**JOBS:**
• 1. Answer the following questions using the passage on supply chain modeling below.
(a) In the early days, who held the domain of supply chain modeling?
(b) How do pre-built solutions create models?
(c) Which three common supply chain challenges are named as packaged into ready-made solutions?
• 2. Carry on the passage on supply chain modeling below, starting right after its final sentence.

**SOURCE PASSAGE:**
While automation and convenience are essential, is the art of supply chain modeling dying? And if so, should we fight to bring it back?

The Rise of Canned Modeling 

In the early days, supply chain modeling was the domain of Operations Research experts—complex, technical, and only accessible to a select few who knew how to unlock its value. But over the past decade, that’s changed. Pre-built solutions have become the standard for creating models by filling in tables instead of starting with the problem at hand. While these solutions have made it easier to interact with the science, they’ve also led to a sense of complacency and a growing risk that modelers lose touch with the problem-solving mindset that once defined the field.

Convenience Over Creativity 

Out-of-the-box tools are a double-edged sword—packaged into ready-made solutions for common supply chain challenges like network optimization, inventory positioning, and transportation route planning. These solutions, often built on industry practices, allow modelers to get standard answers but make sweeping approximations for real-world challenges. It’s more common than we’d like to admit: recommendations that look good on paper but simply can’t be implemented. And with convenience so readily available, many modelers have stopped digging into the real drivers of their supply chain problems themselves. Instead, they default to pre-built frameworks and end up shaping the problem to fit the solution, rather than the other way around. As a result, supply chain strategies are beginning to look more and more alike. When everyone uses the same tools in the same way, true differentiation becomes harder to achieve—just when flexibility and agility matter most.

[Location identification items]
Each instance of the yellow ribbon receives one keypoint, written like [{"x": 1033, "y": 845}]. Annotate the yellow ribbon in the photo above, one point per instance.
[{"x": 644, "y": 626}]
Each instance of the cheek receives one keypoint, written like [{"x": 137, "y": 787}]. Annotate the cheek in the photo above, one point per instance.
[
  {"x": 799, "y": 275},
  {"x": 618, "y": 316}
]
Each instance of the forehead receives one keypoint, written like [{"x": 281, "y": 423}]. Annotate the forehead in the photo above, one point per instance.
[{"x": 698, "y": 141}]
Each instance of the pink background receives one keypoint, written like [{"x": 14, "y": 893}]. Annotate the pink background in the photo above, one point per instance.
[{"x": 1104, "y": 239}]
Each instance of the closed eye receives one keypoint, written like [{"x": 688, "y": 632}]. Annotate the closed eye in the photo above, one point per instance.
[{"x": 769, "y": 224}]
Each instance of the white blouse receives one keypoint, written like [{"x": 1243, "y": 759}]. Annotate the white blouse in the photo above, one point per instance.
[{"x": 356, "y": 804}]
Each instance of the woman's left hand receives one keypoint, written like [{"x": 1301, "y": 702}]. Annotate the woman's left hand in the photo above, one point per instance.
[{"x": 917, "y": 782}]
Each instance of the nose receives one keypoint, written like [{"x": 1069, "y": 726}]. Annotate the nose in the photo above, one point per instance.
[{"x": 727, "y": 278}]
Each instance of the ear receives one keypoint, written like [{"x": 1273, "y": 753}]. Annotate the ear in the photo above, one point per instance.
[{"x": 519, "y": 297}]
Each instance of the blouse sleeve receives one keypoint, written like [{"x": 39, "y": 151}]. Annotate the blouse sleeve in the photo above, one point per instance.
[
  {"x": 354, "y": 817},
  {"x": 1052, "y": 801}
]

...

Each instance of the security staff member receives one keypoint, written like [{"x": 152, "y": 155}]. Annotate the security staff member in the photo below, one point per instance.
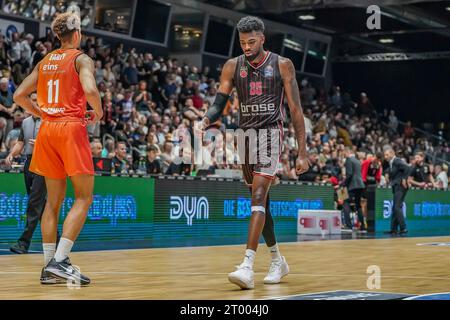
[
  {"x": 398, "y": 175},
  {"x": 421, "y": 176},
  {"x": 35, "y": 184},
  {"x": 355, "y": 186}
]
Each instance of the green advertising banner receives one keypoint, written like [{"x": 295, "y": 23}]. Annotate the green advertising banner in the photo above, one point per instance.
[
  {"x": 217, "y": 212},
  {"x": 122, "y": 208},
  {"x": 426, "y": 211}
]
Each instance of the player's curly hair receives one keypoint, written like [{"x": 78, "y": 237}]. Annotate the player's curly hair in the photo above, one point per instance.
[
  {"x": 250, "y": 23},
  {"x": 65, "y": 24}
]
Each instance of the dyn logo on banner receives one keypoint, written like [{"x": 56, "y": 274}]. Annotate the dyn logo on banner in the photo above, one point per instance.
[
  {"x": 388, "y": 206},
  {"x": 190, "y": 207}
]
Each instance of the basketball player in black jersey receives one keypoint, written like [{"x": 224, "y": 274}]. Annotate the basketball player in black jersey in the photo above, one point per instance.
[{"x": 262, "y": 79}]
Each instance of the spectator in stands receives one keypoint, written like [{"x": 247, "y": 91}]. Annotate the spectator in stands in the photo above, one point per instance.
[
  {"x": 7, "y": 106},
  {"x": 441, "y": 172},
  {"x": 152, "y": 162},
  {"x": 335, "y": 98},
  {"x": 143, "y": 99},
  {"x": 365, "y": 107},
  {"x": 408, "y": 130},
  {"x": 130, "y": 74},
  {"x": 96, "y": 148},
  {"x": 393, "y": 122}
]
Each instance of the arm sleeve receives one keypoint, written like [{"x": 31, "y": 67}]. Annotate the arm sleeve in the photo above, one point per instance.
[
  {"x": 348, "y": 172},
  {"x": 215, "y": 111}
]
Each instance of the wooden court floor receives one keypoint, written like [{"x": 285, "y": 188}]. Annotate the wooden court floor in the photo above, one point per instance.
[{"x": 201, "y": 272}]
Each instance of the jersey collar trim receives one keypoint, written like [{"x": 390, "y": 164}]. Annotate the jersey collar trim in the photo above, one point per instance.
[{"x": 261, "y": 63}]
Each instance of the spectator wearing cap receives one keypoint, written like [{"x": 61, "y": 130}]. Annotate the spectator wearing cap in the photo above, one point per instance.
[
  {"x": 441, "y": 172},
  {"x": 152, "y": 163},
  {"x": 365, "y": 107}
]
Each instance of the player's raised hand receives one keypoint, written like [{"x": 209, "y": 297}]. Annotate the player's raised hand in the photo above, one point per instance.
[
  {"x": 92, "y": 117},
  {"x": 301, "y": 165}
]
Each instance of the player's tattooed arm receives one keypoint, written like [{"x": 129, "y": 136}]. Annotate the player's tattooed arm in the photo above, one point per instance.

**OUTPUTS:**
• 1.
(a) Operations Research experts.
(b) By filling in tables instead of starting with the problem at hand.
(c) Network optimization, inventory positioning, and transportation route planning.

• 2.
“For organizations facing complex or unique challenges, relying solely on these pre-configured approaches can be more than limiting—it can be risky.”

What Canned Tools Can't Solve 

Packaged software has helped solve many well-defined supply chain problems, but its limitations become clear the moment things get messy—which they almost always do. Modeling isn't just about pressing buttons and getting results; it’s about understanding the nuances of the problem at hand and crafting a solution that’s both innovative and effective. Here are just a few areas where pre-configured tools tend to come up short:

  • Handling Unique Business Constraints 
    No two supply chains are the same. From niche service-level agreements to complex capacity rules and shifting lead times, every organization faces its own set of constraints. While packaged tools can handle the basics, they’re often rigid when it comes to modeling anything that doesn’t fit their predefined structure. The result? Modelers end up bending their business to fit the tool instead of building a model that reflects how their supply chain actually works.

  • Capturing Cross-Functional Dependencies 
    Supply chains don’t operate in silos—decisions in one area ripple through the rest. Shift your network design, and your last mile routing is off. Adjust inventory policies, and now your service levels wobble. But most packaged tools treat these as separate modules, missing the bigger picture. To model effectively, you need to go beyond the boundaries of individual modules and think in terms of end-to-end solutions. That kind of integrated thinking rarely comes pre-built.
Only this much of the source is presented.